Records

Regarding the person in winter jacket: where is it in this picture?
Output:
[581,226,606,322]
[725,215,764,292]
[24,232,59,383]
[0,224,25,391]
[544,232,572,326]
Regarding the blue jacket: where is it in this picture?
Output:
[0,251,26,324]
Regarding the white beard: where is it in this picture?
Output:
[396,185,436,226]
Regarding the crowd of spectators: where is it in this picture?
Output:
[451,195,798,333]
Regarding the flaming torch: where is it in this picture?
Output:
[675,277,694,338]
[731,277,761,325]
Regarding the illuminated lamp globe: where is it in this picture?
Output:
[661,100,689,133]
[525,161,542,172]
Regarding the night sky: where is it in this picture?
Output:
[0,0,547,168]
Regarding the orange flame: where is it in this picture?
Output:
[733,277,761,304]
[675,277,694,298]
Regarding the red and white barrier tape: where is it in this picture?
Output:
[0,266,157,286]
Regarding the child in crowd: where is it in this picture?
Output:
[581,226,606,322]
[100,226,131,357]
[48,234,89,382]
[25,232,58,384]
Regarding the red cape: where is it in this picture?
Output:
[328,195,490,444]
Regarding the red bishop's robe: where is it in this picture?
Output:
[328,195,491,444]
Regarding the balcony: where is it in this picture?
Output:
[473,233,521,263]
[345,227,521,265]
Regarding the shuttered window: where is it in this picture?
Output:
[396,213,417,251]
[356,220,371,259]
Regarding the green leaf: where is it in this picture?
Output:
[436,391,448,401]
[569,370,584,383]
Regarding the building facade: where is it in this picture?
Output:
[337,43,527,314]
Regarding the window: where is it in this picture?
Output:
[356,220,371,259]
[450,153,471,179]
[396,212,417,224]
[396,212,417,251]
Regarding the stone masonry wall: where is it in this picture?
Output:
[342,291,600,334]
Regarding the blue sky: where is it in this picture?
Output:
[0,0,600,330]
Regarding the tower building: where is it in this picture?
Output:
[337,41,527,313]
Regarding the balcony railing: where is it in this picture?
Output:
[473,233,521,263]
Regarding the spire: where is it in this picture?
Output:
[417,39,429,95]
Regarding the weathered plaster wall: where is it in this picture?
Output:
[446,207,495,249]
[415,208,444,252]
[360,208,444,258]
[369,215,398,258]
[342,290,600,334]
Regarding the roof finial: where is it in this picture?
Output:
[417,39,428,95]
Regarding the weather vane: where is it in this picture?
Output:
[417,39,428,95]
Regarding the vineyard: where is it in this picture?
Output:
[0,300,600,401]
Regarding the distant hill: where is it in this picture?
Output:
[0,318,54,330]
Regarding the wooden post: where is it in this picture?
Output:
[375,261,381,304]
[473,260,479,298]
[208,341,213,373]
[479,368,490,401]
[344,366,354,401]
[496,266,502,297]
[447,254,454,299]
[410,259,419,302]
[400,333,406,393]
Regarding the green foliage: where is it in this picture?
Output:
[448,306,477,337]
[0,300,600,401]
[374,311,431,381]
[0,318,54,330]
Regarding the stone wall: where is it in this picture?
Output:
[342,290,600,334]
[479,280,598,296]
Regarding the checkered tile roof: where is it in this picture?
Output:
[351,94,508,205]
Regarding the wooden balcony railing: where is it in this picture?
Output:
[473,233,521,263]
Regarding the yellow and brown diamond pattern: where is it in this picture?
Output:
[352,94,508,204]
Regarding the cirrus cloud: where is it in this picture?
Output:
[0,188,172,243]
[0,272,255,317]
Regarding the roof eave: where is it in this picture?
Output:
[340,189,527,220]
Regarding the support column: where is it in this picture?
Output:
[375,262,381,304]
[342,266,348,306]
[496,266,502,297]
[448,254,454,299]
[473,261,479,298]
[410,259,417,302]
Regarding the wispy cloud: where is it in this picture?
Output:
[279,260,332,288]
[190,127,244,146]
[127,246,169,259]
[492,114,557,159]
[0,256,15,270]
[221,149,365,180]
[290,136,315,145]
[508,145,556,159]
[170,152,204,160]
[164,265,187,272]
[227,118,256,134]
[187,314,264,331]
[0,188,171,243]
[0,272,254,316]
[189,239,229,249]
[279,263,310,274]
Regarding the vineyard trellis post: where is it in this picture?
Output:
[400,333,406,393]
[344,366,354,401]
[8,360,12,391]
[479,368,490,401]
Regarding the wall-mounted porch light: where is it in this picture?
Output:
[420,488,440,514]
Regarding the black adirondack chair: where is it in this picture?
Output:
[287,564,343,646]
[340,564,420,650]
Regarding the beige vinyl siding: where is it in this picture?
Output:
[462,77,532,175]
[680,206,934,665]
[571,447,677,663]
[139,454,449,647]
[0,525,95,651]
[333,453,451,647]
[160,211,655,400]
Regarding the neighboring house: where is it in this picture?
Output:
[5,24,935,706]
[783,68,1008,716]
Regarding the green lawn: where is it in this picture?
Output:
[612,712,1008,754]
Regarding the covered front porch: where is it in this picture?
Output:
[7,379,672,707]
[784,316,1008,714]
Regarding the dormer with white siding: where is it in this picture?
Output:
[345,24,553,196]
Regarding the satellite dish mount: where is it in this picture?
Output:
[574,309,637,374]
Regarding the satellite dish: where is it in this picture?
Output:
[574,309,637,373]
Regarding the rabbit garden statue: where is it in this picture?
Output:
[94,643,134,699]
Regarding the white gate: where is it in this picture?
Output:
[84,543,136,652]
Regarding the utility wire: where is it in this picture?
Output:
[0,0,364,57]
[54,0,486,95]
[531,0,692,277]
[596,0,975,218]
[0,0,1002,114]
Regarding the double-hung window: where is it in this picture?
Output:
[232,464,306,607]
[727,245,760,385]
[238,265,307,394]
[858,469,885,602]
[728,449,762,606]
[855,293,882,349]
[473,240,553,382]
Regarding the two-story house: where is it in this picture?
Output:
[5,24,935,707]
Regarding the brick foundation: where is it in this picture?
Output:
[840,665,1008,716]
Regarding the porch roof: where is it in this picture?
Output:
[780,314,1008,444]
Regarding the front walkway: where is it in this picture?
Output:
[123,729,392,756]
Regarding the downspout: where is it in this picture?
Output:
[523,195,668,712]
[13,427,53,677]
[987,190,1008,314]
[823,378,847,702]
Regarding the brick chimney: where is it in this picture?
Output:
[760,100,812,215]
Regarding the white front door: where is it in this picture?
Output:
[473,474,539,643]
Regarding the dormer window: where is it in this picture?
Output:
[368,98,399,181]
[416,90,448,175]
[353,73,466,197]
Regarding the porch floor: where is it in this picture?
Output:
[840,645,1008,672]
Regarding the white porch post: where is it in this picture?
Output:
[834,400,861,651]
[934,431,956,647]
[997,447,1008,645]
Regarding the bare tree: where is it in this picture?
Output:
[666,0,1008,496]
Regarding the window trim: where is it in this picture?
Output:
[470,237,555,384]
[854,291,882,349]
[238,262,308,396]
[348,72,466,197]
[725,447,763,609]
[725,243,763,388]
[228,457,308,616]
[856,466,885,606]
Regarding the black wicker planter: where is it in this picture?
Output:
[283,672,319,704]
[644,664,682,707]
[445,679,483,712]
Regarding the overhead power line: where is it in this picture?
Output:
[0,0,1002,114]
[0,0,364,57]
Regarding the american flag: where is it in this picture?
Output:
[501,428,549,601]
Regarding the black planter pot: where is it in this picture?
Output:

== WRITTEN EXERCISE ==
Could you return, unchanged and in order, every line of the records from the very first one through the line that contains "[0,251,26,324]", with both of those lines included?

== OUTPUT FOR THIS EXERCISE ==
Regarding the person in winter jacket: where is it in this picture?
Output:
[581,226,606,322]
[725,215,764,292]
[24,232,59,383]
[0,224,25,391]
[544,232,572,326]
Regarding the blue jacket: where is it in this picture?
Output:
[0,251,26,324]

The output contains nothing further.